Written request a:
The passage on property portfolios says the structure of a portfolio varies with several factors. List each of those factors.

Passage provided:
- - - -

If you’re like most real estate investors, you probably plan on owning more than one rental property. It’s important to think about what type of portfolio you want to put your properties into.
That’s because having a property portfolio has a direct impact on your long-term wealth and the amount of positive cash flow your rental properties will generate throughout your holding period.
What is a Property Portfolio?
A property portfolio is a collection of real estate assets purchased to achieve a specific financial goal. The structure of an investment property portfolio is different for each investor and varies based on a variety of factors including investment strategy, risk tolerance level, time horizon, and property type.
How to Start Building a Property Portfolio
There are four key factors to consider when you begin building a rental property portfolio:
1. Objective
Asset types, real estate markets, and investment strategies all perform differently. Understanding how each of these moving pieces work together and contribute to the big picture will help you achieve the end goal of your portfolio while balancing potential risk and reward.
2. Allocation
Develop an allocation model describing how each property you invest in helps to achieve the objective of your portfolio.
Individual properties generate different types of returns over different periods of time, each with varying likelihoods of success. Some investors only look for relatively safe returns, while others aim for bigger potential gains even though the risk is greater.

- - - -

Supplied material:
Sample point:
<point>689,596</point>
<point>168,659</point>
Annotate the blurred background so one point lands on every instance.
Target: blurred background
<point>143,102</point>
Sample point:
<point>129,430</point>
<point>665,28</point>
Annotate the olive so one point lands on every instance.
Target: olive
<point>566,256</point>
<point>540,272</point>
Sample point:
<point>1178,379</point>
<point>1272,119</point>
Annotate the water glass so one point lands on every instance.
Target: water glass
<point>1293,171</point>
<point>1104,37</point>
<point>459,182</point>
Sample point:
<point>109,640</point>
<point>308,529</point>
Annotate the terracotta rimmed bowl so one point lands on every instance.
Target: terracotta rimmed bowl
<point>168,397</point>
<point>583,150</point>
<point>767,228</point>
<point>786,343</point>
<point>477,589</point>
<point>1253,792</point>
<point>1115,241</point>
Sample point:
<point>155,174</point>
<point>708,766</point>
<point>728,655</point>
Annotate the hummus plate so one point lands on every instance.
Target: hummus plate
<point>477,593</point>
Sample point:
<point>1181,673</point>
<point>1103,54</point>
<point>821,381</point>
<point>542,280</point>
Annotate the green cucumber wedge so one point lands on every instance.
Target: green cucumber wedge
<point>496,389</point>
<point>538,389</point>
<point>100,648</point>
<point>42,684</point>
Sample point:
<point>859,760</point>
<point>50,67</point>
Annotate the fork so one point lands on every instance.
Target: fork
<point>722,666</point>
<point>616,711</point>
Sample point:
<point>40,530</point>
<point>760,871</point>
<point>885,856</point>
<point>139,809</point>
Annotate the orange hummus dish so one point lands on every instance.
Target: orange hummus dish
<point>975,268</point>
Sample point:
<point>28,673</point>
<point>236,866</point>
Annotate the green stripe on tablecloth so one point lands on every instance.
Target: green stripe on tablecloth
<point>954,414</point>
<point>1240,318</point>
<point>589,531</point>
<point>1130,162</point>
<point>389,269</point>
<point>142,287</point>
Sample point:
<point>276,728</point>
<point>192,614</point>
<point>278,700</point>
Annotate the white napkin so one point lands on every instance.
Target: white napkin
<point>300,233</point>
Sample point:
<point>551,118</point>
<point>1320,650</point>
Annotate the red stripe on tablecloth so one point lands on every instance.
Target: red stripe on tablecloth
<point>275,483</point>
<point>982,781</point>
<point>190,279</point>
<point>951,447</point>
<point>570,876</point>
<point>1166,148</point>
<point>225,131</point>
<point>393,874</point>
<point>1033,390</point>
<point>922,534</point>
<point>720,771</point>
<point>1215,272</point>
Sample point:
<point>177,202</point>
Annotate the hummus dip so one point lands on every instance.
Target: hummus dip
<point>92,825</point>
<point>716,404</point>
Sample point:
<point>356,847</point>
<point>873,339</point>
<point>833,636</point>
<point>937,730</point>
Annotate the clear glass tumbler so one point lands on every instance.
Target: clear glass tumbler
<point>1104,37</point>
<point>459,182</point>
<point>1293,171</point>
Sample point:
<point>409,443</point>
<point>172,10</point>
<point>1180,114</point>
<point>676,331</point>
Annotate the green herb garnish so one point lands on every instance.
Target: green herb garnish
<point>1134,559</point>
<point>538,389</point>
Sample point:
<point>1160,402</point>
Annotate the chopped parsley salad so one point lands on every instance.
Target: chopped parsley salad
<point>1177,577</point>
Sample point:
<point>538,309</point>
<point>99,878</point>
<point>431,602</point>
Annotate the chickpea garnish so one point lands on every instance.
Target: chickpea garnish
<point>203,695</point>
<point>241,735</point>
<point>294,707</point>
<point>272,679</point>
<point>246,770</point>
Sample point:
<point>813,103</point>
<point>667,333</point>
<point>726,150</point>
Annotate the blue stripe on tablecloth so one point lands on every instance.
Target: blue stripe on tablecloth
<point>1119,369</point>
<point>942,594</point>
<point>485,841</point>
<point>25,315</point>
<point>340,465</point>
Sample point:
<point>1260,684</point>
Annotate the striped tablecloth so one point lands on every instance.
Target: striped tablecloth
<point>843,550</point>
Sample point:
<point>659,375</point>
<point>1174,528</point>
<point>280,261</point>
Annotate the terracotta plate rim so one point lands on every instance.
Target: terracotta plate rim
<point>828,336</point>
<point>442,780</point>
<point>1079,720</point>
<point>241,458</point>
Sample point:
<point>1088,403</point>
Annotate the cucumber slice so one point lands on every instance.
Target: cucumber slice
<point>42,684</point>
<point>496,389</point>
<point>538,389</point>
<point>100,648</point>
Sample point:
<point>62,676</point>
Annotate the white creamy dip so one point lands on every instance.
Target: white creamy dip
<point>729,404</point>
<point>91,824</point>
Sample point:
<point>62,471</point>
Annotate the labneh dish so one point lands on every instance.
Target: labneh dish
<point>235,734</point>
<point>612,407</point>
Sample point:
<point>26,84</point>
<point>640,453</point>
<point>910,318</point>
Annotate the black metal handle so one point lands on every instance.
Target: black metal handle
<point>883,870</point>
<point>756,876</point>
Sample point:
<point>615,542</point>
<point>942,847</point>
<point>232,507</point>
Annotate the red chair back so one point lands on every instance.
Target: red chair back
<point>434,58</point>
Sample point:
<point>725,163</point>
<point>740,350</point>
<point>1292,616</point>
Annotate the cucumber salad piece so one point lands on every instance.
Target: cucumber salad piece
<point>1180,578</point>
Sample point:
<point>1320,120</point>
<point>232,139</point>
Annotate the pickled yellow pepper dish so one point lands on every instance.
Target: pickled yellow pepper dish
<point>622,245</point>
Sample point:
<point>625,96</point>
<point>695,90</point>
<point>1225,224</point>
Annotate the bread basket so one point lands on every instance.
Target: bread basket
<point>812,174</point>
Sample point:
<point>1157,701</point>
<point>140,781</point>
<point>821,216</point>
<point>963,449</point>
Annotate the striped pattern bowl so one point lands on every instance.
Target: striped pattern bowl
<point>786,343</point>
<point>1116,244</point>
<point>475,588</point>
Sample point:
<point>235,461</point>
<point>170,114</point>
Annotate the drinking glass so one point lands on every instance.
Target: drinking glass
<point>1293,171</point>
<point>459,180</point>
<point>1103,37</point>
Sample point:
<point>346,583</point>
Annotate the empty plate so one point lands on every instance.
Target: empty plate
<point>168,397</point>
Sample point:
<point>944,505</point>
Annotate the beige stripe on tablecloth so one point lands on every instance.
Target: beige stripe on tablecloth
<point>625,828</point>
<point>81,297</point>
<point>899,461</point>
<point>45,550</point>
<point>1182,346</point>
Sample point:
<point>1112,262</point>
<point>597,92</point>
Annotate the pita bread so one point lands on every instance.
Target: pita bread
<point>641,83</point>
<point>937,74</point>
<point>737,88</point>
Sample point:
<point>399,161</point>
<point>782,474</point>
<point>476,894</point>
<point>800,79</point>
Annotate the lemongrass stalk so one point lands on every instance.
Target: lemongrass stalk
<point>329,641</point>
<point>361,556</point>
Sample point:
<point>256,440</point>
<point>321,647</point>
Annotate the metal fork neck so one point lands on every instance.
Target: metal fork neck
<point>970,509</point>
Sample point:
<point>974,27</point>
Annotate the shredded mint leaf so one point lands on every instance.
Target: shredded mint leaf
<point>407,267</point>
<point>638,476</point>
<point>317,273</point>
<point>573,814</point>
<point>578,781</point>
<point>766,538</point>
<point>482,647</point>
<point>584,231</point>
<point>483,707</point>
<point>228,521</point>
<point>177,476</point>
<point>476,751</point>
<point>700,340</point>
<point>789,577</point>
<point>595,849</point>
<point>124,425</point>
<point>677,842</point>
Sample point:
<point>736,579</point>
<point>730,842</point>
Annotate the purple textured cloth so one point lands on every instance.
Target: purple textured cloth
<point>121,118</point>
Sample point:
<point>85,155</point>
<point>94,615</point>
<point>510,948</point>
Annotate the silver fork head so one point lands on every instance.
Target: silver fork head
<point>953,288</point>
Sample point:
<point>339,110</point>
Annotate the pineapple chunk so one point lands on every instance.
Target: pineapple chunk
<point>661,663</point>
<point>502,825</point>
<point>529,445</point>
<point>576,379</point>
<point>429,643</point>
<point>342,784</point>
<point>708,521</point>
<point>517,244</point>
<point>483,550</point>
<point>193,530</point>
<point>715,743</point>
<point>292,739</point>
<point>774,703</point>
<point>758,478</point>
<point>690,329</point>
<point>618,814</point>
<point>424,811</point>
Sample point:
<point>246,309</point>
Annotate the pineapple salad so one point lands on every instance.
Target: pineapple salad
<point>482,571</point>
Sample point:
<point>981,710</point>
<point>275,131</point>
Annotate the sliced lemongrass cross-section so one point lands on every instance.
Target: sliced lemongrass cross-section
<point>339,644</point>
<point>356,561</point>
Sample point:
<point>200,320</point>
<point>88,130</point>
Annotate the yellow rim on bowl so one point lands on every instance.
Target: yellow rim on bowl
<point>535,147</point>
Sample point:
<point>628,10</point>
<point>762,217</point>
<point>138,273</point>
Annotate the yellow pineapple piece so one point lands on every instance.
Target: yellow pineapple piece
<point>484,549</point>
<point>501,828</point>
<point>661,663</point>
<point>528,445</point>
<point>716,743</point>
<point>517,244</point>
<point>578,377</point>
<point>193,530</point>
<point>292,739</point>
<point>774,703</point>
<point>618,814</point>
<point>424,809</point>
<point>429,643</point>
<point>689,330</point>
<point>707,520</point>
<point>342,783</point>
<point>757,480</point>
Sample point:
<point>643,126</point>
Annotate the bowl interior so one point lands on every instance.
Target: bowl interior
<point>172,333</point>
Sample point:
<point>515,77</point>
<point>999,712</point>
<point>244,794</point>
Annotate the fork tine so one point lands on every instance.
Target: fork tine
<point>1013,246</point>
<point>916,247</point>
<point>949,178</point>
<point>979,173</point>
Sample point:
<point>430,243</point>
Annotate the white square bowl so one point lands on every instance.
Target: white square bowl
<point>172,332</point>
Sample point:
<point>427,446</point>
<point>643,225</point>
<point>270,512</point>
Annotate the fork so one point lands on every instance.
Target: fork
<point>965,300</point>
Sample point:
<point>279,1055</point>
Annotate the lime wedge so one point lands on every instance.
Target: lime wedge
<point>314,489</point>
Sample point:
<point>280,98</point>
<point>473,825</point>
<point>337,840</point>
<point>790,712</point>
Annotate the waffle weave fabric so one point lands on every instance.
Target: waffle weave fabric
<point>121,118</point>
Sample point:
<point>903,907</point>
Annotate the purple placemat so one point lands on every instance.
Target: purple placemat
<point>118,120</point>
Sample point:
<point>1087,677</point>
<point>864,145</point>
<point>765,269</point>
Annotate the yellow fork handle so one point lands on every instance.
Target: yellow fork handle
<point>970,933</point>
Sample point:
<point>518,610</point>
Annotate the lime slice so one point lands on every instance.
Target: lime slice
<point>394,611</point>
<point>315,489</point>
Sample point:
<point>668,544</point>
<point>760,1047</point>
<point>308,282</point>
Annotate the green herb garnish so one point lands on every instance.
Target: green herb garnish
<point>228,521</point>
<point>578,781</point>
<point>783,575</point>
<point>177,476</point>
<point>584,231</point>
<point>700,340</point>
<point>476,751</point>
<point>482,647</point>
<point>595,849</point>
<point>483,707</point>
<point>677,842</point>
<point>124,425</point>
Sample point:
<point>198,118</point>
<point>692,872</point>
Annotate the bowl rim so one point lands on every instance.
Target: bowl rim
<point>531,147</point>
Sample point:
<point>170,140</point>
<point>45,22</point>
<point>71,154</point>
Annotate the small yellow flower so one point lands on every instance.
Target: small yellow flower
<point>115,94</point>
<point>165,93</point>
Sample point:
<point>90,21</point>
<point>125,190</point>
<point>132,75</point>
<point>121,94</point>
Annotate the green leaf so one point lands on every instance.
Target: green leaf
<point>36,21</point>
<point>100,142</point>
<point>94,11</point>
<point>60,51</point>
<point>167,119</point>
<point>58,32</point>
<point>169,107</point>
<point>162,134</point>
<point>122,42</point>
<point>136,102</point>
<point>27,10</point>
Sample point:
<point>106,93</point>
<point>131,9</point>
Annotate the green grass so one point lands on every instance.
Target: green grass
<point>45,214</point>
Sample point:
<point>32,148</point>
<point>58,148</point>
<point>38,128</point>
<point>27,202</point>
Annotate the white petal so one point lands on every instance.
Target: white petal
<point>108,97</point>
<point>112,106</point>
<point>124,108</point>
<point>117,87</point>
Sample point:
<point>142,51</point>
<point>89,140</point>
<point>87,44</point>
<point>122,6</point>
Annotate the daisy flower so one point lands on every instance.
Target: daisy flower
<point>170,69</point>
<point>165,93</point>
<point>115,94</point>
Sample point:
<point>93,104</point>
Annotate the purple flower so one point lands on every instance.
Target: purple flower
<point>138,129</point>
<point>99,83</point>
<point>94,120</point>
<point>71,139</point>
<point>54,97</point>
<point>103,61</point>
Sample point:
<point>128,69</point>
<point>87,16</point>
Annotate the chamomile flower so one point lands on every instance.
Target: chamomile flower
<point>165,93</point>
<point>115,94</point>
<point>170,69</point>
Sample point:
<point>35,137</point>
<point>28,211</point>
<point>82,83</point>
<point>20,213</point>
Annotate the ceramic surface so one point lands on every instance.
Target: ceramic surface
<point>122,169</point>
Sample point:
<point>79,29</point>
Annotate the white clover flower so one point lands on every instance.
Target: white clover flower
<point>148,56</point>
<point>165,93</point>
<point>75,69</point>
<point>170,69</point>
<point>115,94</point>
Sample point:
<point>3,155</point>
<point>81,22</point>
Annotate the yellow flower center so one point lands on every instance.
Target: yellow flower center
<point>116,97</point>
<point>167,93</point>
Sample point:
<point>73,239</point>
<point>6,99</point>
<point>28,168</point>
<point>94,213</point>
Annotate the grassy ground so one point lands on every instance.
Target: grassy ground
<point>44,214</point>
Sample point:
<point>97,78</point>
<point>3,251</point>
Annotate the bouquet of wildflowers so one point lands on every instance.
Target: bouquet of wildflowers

- - - -

Written request b:
Report every line in the entries above that contains the string "parsley".

Exercise answer a:
- Investment strategy
- Risk tolerance level
- Time horizon
- Property type

Exercise answer b:
Annotate the chopped parsley salad so one point lands on every instance.
Target: chopped parsley salad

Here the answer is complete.